START Supplied data

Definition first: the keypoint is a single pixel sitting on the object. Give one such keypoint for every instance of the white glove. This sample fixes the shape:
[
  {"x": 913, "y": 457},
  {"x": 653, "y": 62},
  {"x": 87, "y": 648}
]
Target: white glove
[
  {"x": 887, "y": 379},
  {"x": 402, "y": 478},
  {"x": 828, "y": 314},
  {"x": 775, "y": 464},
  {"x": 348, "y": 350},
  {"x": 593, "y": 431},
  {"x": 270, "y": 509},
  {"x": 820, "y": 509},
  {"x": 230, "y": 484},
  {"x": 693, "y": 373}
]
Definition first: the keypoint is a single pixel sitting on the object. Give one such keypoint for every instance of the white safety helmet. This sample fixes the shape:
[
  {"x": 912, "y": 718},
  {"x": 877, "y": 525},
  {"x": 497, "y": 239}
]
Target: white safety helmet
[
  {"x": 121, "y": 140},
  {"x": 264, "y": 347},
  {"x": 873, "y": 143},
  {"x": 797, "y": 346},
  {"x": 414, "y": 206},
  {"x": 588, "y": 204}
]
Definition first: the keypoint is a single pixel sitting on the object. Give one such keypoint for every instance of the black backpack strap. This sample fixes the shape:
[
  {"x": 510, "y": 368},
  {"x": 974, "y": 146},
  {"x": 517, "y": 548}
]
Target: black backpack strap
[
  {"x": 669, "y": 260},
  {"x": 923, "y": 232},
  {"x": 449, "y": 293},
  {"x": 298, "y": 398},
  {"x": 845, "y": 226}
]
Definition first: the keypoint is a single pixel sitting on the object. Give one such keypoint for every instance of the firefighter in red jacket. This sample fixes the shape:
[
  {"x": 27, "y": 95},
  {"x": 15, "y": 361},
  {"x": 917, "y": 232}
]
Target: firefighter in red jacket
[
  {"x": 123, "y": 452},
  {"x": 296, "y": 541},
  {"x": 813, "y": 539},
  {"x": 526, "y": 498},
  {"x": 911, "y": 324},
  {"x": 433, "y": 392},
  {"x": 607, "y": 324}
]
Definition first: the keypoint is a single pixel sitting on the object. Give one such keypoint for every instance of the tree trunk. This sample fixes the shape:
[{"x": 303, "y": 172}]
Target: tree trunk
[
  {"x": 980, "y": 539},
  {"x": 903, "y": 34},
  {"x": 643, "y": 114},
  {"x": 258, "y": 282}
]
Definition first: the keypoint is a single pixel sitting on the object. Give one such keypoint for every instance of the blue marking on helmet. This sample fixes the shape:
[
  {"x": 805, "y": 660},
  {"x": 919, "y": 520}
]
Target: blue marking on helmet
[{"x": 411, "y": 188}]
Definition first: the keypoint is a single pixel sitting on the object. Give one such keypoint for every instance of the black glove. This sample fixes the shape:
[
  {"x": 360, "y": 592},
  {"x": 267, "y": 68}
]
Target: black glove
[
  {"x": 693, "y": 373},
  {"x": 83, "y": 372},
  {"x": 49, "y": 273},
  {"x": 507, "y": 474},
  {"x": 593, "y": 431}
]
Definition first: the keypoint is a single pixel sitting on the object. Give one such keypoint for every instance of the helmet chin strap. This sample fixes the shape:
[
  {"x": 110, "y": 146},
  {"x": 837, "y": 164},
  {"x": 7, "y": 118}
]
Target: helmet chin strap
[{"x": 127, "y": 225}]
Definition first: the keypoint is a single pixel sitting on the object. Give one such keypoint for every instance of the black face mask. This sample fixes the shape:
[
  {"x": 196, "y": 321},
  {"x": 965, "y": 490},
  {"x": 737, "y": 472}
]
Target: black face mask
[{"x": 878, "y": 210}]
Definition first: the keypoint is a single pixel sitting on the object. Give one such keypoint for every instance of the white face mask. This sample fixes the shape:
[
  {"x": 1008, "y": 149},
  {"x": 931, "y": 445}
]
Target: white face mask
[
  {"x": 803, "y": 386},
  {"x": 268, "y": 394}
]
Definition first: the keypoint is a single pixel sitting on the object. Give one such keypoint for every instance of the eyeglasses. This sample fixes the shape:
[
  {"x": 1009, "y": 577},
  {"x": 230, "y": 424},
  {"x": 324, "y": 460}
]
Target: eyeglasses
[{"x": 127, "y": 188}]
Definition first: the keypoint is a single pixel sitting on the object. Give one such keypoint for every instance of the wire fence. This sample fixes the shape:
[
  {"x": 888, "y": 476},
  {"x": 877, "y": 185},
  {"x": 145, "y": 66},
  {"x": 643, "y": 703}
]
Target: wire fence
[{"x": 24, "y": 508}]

END Supplied data

*Task item:*
Retype the entire listing exactly.

*Worked solution:*
Definition first: the keypoint is a single pixel sitting on the object. Give one such keypoint for every instance of the white glove. This sample fixes the shape:
[
  {"x": 913, "y": 457},
  {"x": 653, "y": 62},
  {"x": 87, "y": 648}
]
Target: white glove
[
  {"x": 887, "y": 379},
  {"x": 402, "y": 478},
  {"x": 828, "y": 314},
  {"x": 775, "y": 464},
  {"x": 348, "y": 350},
  {"x": 593, "y": 431},
  {"x": 270, "y": 509},
  {"x": 820, "y": 509},
  {"x": 230, "y": 484},
  {"x": 693, "y": 373}
]
Definition first: the keypoint is a single pixel sitting on the object. Give one such keypoint for every instance of the white safety helmet. This sample fixes the shape:
[
  {"x": 912, "y": 718},
  {"x": 877, "y": 525},
  {"x": 497, "y": 239}
]
Target: white safety helmet
[
  {"x": 121, "y": 140},
  {"x": 264, "y": 347},
  {"x": 873, "y": 143},
  {"x": 797, "y": 346},
  {"x": 414, "y": 206},
  {"x": 588, "y": 204}
]
Definition first: the keypoint is a single pixel sitting on the object. Give one such keypoint for every instance of the black backpack strap. This sample fixes the shape:
[
  {"x": 510, "y": 368},
  {"x": 974, "y": 146},
  {"x": 517, "y": 548}
]
Target: black backpack strap
[
  {"x": 669, "y": 260},
  {"x": 923, "y": 232},
  {"x": 449, "y": 293},
  {"x": 298, "y": 398},
  {"x": 845, "y": 226}
]
Definition first: the keypoint is a single pixel sitting on the object. Give one such keypoint for every instance of the firefighter in red jacket. This sample fixes the shape:
[
  {"x": 27, "y": 95},
  {"x": 15, "y": 361},
  {"x": 917, "y": 232}
]
Target: firefighter in red jacket
[
  {"x": 123, "y": 452},
  {"x": 296, "y": 541},
  {"x": 813, "y": 539},
  {"x": 526, "y": 498},
  {"x": 911, "y": 324},
  {"x": 433, "y": 392},
  {"x": 607, "y": 324}
]
Definition first: the keypoint is a single pixel sitting on the object. Give one such keypoint for every instance of the tree trunk. This sample fixes the shape:
[{"x": 303, "y": 172}]
Target: tree trunk
[
  {"x": 980, "y": 539},
  {"x": 903, "y": 34},
  {"x": 643, "y": 114},
  {"x": 258, "y": 282}
]
Definition first: the keypoint is a single pixel sitting on the object. Give one such keypoint for every instance of the blue marking on helmet. This sample fixes the shape:
[
  {"x": 805, "y": 660},
  {"x": 919, "y": 520}
]
Target: blue marking on helmet
[{"x": 411, "y": 188}]
Definition first: the keypoint is a single pixel sitting on the object. Give one such keypoint for every instance of the black glove. This sample fixes the shape:
[
  {"x": 360, "y": 592},
  {"x": 267, "y": 68}
]
Target: black glove
[
  {"x": 693, "y": 373},
  {"x": 83, "y": 372},
  {"x": 49, "y": 273},
  {"x": 507, "y": 474},
  {"x": 593, "y": 431}
]
Definition first: the keypoint is a single pixel sitting on the object. Give one such keypoint for every instance of the helmet chin strap. This sample fixes the shape:
[
  {"x": 110, "y": 146},
  {"x": 837, "y": 164},
  {"x": 7, "y": 118}
]
Target: helmet chin strap
[{"x": 127, "y": 225}]
Definition first: the keypoint is a single pixel sitting on the object. Give one such keypoint for every instance of the black face mask. This sample fixes the shape:
[
  {"x": 196, "y": 321},
  {"x": 965, "y": 490},
  {"x": 737, "y": 472}
]
Target: black face mask
[{"x": 878, "y": 210}]
Definition first: the keypoint is a single pixel sitting on the object. Give one such keypoint for every instance of the white face mask. This sample fixes the shape:
[
  {"x": 1008, "y": 149},
  {"x": 931, "y": 445}
]
Target: white face mask
[
  {"x": 803, "y": 386},
  {"x": 268, "y": 394}
]
Definition first: the keypoint is a single pixel sitting on the object. Give one such keypoint for every instance of the eyeglasses. This sample fixes the shape:
[
  {"x": 1009, "y": 577},
  {"x": 230, "y": 424},
  {"x": 324, "y": 460}
]
Target: eyeglasses
[{"x": 127, "y": 188}]
Definition first: the keypoint is a single pixel sitting on the object. Give one such keypoint for every instance of the wire fence. This sample fixes the shape:
[
  {"x": 888, "y": 476},
  {"x": 877, "y": 185},
  {"x": 145, "y": 66},
  {"x": 643, "y": 703}
]
Target: wire fence
[{"x": 24, "y": 508}]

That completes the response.